**BRIEF**
Pick up the text on sound right after its last line and carry it forward.

**QUOTED PASSAGE**
Q.1    Explain how sound is produced by your school bell?
Sol.     When the gong strikes the bell, vibrations are produced in the bell which are transmitted through the air to our ears . These vibration produce sensation of sound in our ears.


 Q.2     Why are sound waves called mechanical waves?
Sol.       Sound waves are called mechanical waves because they need a material medium to travel.


 Q.3     Suppose you and your friend are on the moon. Will you be able to hear any sound produced by your friend?
Sol.       On the moon, sound cannot travel as there is no atmosphere. Sound cannot travel in vacuum so we will not be able to hear any sound.


 Page 166

 Q.1     Which waves property determines (a) loudness (b) pitch?
Sol.       (i) Loudness is determined by the amplitude of the sound. Greater the amplitude more will be the loudness .
            (ii) Pitch is determined by frequency. Higher is the frequency, greater will be the pitch.


 Q.2     Guess which sound has a higher pitch : guitar or car horn?

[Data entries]

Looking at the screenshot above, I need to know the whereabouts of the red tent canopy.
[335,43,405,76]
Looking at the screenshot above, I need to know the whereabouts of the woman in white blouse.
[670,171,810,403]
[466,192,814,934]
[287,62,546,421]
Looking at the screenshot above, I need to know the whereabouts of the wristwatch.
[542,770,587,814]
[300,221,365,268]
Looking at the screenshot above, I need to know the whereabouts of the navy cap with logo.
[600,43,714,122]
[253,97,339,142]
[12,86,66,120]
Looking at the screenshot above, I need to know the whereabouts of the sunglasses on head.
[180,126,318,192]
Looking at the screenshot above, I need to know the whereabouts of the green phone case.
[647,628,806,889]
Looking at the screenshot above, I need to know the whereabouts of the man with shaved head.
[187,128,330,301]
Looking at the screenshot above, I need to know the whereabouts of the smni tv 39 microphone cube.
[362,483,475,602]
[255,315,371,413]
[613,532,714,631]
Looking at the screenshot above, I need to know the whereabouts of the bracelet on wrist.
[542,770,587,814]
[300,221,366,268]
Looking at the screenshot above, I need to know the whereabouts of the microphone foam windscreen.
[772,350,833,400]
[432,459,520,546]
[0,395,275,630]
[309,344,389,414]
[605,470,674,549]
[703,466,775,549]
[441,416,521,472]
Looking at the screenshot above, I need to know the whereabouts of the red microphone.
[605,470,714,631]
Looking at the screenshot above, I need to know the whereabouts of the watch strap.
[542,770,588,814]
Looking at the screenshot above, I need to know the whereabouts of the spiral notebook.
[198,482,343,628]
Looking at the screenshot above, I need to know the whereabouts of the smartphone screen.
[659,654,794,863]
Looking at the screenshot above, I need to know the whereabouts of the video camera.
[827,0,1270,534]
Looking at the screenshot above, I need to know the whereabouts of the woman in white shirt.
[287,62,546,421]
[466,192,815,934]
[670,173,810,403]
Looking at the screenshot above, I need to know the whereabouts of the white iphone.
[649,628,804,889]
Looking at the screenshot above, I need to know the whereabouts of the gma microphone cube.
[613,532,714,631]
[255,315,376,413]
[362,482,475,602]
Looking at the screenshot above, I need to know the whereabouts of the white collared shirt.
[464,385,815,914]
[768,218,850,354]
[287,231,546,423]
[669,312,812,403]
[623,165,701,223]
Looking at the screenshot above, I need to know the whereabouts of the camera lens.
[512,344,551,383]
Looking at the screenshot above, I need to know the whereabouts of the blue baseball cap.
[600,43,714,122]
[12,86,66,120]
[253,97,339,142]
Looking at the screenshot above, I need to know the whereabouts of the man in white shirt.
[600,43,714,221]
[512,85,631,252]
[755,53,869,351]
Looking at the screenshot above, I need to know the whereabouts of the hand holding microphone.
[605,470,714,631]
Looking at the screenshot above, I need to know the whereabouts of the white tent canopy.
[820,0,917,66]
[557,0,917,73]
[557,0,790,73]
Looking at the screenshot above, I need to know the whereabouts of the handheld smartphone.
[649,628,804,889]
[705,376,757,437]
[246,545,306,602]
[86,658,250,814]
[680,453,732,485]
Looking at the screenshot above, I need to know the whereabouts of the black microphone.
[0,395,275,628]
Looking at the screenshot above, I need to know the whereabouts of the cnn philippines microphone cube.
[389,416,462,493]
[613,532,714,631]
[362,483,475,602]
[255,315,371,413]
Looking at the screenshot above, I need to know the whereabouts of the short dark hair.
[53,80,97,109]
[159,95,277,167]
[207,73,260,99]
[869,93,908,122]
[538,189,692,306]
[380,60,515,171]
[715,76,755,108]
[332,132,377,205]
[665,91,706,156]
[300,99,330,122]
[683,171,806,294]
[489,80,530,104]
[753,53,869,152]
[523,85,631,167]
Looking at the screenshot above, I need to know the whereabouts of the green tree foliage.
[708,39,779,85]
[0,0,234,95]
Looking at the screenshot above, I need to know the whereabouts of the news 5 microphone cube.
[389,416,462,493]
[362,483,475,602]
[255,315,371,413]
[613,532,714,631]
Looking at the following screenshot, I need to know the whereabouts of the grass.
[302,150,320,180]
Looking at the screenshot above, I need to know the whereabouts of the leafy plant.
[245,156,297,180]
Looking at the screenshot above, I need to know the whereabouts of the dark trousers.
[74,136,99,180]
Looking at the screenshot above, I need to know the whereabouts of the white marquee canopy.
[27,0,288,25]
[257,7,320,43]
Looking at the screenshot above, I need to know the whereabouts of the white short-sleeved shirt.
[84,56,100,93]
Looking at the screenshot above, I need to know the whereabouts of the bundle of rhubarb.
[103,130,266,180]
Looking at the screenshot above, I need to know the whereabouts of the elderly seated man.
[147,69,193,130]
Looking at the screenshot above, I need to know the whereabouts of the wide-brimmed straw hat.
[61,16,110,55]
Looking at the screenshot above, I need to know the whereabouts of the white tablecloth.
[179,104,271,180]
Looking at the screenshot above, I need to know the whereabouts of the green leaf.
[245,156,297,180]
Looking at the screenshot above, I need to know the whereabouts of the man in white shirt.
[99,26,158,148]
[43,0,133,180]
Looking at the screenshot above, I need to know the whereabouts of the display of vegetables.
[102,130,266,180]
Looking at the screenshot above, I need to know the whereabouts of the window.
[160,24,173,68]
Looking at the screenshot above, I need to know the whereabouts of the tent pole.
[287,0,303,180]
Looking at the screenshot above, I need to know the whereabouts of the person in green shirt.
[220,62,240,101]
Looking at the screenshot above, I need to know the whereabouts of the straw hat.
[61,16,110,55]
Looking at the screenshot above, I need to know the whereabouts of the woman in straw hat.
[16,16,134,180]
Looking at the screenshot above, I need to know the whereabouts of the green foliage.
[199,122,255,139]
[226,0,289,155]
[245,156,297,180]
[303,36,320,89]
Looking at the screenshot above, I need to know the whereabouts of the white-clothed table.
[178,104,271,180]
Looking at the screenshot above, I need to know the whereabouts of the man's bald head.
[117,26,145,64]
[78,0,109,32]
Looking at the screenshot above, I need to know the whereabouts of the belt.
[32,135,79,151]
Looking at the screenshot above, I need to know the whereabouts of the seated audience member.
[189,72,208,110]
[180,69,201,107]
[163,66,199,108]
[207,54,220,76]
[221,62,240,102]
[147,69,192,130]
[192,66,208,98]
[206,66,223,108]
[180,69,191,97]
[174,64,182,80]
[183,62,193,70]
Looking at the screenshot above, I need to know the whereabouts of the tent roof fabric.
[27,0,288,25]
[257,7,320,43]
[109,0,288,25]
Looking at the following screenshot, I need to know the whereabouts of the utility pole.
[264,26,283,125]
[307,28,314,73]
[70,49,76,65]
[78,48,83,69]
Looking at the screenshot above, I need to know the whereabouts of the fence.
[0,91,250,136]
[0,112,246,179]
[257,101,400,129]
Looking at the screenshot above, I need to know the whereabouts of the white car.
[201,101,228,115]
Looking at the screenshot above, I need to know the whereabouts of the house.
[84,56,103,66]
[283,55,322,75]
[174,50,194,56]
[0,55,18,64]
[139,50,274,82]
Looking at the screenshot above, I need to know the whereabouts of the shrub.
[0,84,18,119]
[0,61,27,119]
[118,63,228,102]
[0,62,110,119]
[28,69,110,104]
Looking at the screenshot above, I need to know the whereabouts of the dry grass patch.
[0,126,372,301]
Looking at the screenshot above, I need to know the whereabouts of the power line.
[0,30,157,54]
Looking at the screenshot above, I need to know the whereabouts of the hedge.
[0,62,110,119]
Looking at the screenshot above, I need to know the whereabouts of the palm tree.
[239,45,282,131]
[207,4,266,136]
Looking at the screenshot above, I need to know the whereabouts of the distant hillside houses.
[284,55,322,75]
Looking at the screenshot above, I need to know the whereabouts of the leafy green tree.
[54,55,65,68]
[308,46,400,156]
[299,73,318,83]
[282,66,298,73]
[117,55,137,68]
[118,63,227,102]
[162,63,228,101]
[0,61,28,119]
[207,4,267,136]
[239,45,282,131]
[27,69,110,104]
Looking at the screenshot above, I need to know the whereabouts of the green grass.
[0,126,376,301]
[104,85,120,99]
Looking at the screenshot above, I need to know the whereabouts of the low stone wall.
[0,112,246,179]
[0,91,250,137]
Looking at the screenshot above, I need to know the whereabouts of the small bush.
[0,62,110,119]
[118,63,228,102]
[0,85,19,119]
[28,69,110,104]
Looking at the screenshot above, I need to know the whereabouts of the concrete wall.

**EXERCISE OUTPUT**
Sol.       Guitar


Page 166

Q.1      What are wavelength, frequency, time period and amplitude of a sound wave?
Sol.      Wavelength : The distances between two consecutive compressions or rarefaction of a wave. Its S.I unit is meter.
               Frequency : One compression and one rarefaction constitutes one vibration. The number of vibration in a second is called frequency. Its unit is Hertz.
            Amplitude : When waves are produced, the particles vibrate about their mean position. The maximum displacement from its mean position of a particle is called its amplitude. It is measured in meters.
            Time period : The time taken by the wave to complete one oscillation i.e., the time between two consecutive compressions or rarefactions is called time period.


Q.2     How are the wavelength and frequency of a sound wave related to its speed?
Sol.           Speed = Wavelength x frequency
                     V\,\,\,\,\, = \,\,\,\lambda \,\,\,\, \times \,\,\,\,\nu


Q.3     Calculate the wavelength of a sound wave whose frequency is 220 Hz and speed is 440 m/s in a given medium.
Sol.      \nu = 220\,\,\,Hz,\,\,\,V = 440\,m/s
            \lambda = {V \over \nu } = {{440} \over {220}} = 2\,m


Q.4      A person is listening to a tone of 500 Hz sitting at a distance of 450 m from the source of the sound. What is the time interval between successive compressions from the source?
Sol.      \nu = 500 Hz.
            Therefore T = {1 \over {500}} = .002\,s


Page 166

Q.1     Distinguish between loudness and intensity of sound ?
Sol.      Loudness and intensity both depend upon the amplitude of sound.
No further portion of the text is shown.